* [Exercise] Reproduce the lines from the one containing "Where can you spot the yellow" through the last line, swapping "cloth" for "fabric" and leaving everything else unchanged.

* [Input for this task]
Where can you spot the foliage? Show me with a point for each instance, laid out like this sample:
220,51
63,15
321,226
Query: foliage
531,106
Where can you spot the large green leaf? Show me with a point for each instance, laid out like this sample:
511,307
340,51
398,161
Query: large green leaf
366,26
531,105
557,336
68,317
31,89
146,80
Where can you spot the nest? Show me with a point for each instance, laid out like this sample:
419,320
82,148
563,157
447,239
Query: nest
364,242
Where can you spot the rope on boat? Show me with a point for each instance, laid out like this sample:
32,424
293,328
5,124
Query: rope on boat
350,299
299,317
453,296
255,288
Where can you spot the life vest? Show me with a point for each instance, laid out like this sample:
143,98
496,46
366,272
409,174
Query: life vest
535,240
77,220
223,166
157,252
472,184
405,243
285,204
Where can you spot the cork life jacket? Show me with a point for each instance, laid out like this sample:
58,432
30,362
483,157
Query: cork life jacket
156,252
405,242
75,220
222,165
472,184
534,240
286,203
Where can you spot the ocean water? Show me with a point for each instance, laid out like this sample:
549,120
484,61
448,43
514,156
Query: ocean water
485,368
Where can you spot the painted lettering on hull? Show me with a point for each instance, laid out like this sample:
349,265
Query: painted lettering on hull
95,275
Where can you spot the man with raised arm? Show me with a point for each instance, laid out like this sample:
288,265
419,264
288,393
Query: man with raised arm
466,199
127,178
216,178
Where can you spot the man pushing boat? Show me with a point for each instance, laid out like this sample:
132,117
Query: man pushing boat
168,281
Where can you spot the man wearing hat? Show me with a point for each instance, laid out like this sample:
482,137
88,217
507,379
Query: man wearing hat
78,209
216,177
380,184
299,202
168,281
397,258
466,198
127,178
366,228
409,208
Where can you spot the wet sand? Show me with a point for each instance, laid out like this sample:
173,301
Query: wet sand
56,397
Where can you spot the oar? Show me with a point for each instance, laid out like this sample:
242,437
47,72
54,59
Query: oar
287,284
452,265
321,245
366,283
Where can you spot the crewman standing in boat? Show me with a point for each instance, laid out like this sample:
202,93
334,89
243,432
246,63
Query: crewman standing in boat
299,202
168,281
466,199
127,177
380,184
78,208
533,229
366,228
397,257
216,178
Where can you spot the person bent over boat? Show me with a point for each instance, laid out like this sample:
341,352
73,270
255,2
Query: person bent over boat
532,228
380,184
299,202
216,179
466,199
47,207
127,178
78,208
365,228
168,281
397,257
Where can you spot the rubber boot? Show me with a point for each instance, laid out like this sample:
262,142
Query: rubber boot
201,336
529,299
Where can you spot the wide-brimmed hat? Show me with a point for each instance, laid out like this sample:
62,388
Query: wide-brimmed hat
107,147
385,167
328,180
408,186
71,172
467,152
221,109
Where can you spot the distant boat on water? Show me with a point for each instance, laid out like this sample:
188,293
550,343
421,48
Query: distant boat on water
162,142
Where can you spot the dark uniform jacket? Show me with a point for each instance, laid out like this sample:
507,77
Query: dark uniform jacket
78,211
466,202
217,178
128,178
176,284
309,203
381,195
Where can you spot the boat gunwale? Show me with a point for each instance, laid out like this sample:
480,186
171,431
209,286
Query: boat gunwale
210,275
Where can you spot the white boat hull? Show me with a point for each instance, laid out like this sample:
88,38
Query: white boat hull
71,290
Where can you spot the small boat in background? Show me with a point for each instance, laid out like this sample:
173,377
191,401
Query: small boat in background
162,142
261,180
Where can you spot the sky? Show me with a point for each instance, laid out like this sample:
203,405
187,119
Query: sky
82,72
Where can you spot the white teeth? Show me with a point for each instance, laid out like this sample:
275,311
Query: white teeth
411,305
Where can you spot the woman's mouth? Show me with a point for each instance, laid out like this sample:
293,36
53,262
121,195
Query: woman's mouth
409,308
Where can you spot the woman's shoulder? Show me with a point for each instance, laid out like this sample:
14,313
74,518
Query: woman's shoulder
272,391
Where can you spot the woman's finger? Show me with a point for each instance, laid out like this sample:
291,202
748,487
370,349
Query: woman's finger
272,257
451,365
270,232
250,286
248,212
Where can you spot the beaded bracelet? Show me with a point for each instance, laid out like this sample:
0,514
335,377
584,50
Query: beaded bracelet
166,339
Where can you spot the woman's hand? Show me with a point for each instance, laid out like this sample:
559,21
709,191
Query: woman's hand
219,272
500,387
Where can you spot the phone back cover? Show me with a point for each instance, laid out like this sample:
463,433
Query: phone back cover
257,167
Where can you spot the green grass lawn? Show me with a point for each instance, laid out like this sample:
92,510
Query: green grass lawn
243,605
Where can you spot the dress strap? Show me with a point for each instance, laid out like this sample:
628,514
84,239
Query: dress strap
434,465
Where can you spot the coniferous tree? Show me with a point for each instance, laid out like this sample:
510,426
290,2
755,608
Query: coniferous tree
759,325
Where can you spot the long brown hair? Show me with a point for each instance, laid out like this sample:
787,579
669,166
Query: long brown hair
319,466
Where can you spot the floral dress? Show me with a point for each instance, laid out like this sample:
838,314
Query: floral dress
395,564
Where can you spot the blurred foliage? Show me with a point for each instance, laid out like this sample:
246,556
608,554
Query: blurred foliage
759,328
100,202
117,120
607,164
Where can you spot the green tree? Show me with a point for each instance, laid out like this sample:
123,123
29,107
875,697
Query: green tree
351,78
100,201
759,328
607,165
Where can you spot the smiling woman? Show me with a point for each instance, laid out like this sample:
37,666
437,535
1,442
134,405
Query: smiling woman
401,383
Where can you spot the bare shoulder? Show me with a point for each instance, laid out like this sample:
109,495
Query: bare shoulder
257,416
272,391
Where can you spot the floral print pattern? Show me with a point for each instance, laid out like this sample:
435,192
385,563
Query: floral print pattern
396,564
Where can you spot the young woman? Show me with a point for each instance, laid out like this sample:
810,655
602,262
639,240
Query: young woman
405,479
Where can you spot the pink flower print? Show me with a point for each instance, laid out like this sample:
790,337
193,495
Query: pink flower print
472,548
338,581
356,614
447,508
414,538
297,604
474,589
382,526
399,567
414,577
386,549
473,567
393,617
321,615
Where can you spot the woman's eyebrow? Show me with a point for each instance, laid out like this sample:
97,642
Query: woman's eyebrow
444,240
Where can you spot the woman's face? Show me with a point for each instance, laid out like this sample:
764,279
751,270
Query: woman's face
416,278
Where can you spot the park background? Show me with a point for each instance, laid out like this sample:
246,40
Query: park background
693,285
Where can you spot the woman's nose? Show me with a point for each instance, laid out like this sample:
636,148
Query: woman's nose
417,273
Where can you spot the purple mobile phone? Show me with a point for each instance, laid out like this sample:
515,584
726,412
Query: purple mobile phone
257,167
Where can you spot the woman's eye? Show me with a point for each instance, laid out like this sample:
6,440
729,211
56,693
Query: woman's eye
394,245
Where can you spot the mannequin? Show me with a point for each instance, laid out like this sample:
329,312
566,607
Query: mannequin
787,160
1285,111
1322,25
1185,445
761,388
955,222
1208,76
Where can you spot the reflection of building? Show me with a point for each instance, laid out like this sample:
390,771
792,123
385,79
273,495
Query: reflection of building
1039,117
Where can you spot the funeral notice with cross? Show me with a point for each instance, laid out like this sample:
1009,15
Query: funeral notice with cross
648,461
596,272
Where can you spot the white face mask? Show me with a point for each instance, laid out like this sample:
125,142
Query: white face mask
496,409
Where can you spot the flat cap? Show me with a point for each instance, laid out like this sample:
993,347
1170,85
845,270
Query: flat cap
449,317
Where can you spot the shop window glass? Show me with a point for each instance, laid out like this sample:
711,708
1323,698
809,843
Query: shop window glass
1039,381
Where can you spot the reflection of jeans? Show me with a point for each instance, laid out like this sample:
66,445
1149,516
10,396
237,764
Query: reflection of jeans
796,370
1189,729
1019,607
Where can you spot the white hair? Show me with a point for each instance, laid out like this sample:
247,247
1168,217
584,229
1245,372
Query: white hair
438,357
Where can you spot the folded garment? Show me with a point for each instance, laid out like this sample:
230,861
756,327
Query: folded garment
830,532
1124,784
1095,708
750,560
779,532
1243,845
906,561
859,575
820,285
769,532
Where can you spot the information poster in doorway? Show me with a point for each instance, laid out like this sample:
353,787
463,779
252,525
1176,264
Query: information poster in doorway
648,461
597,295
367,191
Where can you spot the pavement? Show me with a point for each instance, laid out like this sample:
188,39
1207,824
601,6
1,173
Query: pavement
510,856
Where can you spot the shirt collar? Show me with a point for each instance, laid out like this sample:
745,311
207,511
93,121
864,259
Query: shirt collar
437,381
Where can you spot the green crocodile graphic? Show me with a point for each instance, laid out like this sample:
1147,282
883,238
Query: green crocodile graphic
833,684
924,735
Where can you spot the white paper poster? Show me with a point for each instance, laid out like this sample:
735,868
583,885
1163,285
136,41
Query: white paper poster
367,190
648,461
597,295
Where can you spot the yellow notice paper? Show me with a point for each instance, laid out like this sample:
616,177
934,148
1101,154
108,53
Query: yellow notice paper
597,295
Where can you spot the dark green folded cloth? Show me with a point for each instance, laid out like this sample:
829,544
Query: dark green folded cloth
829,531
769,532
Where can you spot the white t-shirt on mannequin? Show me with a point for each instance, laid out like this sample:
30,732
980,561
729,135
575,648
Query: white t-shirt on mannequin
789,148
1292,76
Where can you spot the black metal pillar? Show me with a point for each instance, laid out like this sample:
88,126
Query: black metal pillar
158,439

* [Result of this task]
Where can you spot the yellow notice paper? Show me with a point for each instance, laid out like this sample:
616,177
934,148
1101,154
108,53
Query: yellow notice paper
597,295
Where can you spot the dark green folded fabric? Show me with a point for each instance, laid out like this sample:
829,544
Query: dark green folded fabric
829,531
769,532
Where can you spot the white t-shirt on mannequin? Show me with a point for each instance, laid out like this sample:
30,732
980,561
729,135
575,648
Query: white t-shirt on mannequin
789,148
1292,76
Where can you spot the black metal pillar? Show me with a point for each instance, laid out like this sample:
88,126
Query: black metal pillar
158,439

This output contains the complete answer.